### Job
Exactly as they appear, copy the lines of the listing from the one containing "69, row 558." through the final line, both included, and nothing else.

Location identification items
......
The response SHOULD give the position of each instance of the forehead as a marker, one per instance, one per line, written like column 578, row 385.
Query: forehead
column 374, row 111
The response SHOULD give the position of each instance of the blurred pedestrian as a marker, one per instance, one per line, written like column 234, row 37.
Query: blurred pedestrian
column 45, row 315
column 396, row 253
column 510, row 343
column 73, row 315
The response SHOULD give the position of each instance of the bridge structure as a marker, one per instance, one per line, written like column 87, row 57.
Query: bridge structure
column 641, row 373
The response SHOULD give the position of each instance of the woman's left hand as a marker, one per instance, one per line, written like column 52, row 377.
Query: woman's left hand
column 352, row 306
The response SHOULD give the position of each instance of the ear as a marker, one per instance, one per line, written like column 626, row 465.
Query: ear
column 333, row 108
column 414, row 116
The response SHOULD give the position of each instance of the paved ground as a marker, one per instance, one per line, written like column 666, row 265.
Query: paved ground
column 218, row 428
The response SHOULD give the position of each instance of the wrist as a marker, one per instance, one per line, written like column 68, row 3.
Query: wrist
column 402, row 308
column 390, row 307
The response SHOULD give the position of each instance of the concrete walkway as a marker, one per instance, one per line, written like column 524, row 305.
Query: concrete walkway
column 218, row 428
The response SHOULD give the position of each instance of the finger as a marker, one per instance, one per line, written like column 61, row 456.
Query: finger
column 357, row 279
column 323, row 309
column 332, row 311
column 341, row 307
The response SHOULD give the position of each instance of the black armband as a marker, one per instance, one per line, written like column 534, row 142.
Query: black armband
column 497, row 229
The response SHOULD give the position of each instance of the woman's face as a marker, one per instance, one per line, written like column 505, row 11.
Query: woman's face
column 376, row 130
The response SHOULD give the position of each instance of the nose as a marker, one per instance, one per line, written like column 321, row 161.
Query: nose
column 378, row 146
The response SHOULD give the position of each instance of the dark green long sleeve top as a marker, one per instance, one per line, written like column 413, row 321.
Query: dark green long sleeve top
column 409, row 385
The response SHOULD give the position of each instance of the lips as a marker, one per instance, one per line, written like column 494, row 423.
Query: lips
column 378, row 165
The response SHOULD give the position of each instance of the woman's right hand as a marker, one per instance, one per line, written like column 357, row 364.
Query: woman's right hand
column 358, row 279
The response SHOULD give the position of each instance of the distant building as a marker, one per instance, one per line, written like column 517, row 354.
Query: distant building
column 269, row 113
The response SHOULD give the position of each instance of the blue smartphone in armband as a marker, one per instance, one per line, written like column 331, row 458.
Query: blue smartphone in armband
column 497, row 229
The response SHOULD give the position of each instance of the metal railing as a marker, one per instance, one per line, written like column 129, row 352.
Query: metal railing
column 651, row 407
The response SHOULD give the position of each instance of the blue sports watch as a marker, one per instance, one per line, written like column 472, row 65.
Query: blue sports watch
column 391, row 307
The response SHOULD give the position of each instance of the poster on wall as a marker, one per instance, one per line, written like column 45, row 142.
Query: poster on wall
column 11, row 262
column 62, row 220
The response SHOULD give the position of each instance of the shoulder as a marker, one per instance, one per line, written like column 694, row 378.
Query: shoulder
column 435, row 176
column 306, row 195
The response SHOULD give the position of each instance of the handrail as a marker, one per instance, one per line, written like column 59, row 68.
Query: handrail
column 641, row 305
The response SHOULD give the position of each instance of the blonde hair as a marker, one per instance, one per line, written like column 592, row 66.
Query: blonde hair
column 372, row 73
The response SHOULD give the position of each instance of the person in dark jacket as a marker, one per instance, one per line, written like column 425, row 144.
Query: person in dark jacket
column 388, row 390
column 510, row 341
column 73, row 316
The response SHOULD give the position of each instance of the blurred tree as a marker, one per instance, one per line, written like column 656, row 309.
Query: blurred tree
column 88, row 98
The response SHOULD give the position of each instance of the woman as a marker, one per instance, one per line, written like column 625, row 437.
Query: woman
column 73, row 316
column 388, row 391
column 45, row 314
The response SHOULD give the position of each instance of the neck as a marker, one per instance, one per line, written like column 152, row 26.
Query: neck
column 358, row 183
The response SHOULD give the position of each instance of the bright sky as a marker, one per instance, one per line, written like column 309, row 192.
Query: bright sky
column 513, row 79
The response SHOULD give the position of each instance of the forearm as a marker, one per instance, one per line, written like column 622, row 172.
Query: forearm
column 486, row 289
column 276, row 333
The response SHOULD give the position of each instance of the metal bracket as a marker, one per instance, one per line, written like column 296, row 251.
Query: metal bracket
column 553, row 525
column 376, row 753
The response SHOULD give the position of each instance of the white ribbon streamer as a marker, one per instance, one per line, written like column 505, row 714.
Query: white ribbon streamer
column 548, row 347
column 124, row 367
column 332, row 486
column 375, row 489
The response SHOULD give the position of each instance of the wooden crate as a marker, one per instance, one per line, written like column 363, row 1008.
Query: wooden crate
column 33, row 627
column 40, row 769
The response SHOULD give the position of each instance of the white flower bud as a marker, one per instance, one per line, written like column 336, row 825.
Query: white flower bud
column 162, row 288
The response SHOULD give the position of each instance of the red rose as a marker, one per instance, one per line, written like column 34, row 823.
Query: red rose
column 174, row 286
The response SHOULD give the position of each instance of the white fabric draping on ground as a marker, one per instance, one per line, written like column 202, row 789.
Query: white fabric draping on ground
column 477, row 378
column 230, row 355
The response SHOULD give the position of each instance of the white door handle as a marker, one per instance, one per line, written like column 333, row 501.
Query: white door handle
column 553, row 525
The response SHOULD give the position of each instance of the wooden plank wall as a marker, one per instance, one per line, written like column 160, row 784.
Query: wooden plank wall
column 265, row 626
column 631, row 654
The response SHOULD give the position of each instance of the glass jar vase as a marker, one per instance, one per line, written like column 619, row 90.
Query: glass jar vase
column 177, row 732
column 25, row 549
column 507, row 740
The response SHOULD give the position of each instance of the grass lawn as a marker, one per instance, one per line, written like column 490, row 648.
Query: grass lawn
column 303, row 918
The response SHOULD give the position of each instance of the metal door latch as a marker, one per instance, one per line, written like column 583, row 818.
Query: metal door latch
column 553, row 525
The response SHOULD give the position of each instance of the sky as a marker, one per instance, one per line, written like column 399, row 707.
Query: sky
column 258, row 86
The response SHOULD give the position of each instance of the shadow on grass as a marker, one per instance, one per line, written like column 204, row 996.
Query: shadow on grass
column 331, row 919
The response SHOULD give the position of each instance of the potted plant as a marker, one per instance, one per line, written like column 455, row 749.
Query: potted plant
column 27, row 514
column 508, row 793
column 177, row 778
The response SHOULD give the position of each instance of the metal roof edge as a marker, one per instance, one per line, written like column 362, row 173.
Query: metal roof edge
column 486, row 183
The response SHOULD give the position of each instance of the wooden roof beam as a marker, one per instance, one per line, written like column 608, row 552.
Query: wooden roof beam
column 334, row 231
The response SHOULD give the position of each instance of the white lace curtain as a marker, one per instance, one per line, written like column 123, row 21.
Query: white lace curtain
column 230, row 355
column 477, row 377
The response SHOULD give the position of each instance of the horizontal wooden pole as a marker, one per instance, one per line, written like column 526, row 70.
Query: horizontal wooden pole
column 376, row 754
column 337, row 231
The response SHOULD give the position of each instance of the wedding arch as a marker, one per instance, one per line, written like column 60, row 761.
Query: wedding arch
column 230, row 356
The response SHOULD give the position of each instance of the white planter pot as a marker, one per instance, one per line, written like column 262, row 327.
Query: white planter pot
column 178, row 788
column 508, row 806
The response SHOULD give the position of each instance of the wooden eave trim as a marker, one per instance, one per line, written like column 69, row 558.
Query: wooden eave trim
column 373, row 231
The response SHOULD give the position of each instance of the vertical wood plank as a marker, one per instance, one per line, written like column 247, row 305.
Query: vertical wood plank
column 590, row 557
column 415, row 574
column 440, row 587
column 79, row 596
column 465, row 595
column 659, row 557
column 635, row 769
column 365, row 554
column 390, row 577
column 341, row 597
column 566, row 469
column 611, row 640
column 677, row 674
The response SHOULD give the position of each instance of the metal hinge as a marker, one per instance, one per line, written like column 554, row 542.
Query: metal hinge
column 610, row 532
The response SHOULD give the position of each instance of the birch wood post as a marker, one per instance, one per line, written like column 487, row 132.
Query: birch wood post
......
### The reply
The response SHOULD give the position of each instance of the wooden eave trim as a marker, one per instance, one per line, written like column 69, row 558.
Query: wooden eave trim
column 373, row 231
The response SHOULD give the position of each instance of the vertical wood plank as a marker, one per instance, one per line, written like column 247, row 305.
Query: vertical wood plank
column 590, row 557
column 415, row 574
column 440, row 587
column 79, row 596
column 465, row 595
column 659, row 557
column 635, row 769
column 365, row 554
column 390, row 577
column 341, row 597
column 566, row 469
column 611, row 640
column 677, row 674
The response SHOULD give the position of each instance of the metal hinge as a marker, one per instance, one per line, written like column 554, row 542.
Query: metal hinge
column 610, row 532
The response SHOULD give the position of each instance of the birch wood post as a marker, one per instance, one per line, written like column 487, row 132.
Query: birch wood post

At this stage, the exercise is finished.